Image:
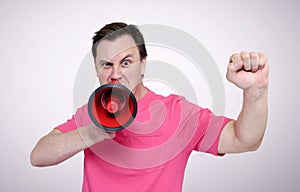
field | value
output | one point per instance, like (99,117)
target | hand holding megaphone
(112,107)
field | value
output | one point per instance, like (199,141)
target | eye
(125,63)
(107,65)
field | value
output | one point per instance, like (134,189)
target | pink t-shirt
(150,154)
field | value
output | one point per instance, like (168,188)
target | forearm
(56,147)
(251,123)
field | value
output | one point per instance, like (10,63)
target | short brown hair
(114,30)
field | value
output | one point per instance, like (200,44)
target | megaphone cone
(112,107)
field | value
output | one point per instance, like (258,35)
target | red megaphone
(112,107)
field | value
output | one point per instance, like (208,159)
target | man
(151,154)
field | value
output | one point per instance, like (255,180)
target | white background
(42,44)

PROBLEM REQUIREMENTS = Copy the data exactly. Any picture it contains is to be omitted.

RESULT OF THIS EXERCISE =
Image:
field | value
output | one point per instance, like (99,117)
target | hand holding megaphone
(112,107)
field | value
output | one point per instance, like (199,141)
target | eye
(125,63)
(107,65)
field | value
output | one point per instance, like (134,189)
target | pink t-shirt
(150,154)
field | value
output | one point per instance, like (168,188)
target | forearm
(56,147)
(251,123)
field | value
output | one point per instance, like (10,63)
target | short brown hair
(114,30)
field | value
output | one point per instance, like (200,44)
target | megaphone cone
(112,107)
field | value
output | one point per instance, like (258,35)
target | red megaphone
(112,107)
field | value
output | one point per instance, like (208,159)
target | man
(151,154)
field | value
output | one point per instance, like (255,180)
target | white background
(42,44)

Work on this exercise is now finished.